Görev tanımı: Materyalin tamamındaki satırları, her satıra bir dize düşecek şekilde bir JSON listesine dönüştür. Boş satırları ve resimleri listeye alma.

Segmentasyon maskesi verileri:
────────────────────

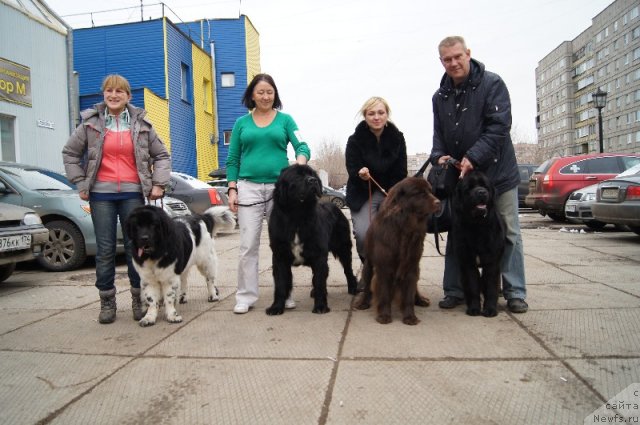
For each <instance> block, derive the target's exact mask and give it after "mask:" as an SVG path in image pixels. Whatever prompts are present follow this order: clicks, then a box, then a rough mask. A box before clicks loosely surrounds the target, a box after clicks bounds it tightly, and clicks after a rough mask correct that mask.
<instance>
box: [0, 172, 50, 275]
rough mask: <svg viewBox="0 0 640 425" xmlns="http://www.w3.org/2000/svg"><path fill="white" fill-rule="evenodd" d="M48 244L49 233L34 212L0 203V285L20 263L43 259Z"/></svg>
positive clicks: (20, 207)
mask: <svg viewBox="0 0 640 425" xmlns="http://www.w3.org/2000/svg"><path fill="white" fill-rule="evenodd" d="M0 184H2V183H0ZM48 240H49V231H48V230H47V228H46V227H44V226H43V225H42V220H40V216H38V214H36V213H35V212H34V211H33V210H30V209H28V208H23V207H19V206H17V205H11V204H4V203H0V282H3V281H5V280H6V279H7V278H9V276H11V273H13V271H14V270H15V268H16V263H17V262H20V261H29V260H33V259H34V258H35V257H36V256H38V255H40V253H41V252H42V247H43V246H44V244H45V243H46V242H47V241H48Z"/></svg>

────────────────────

Çözülmüş problem:
[
  "For each <instance> block, derive the target's exact mask and give it after \"mask:\" as an SVG path in image pixels. Whatever prompts are present follow this order: clicks, then a box, then a rough mask. A box before clicks loosely surrounds the target, a box after clicks bounds it tightly, and clicks after a rough mask correct that mask.",
  "<instance>",
  "box: [0, 172, 50, 275]",
  "rough mask: <svg viewBox=\"0 0 640 425\" xmlns=\"http://www.w3.org/2000/svg\"><path fill=\"white\" fill-rule=\"evenodd\" d=\"M48 244L49 233L34 212L0 203V285L20 263L43 259Z\"/></svg>",
  "positive clicks: (20, 207)",
  "mask: <svg viewBox=\"0 0 640 425\" xmlns=\"http://www.w3.org/2000/svg\"><path fill=\"white\" fill-rule=\"evenodd\" d=\"M0 184H2V183H0ZM48 240H49V231H48V230H47V228H46V227H44V226H43V225H42V220H40V216H38V214H36V213H35V212H34V211H33V210H30V209H28V208H23V207H19V206H17V205H11V204H4V203H0V282H3V281H5V280H6V279H7V278H9V276H11V273H13V271H14V270H15V268H16V263H17V262H20V261H29V260H33V259H34V258H35V257H36V256H38V255H40V253H41V252H42V247H43V246H44V244H45V243H46V242H47V241H48Z\"/></svg>"
]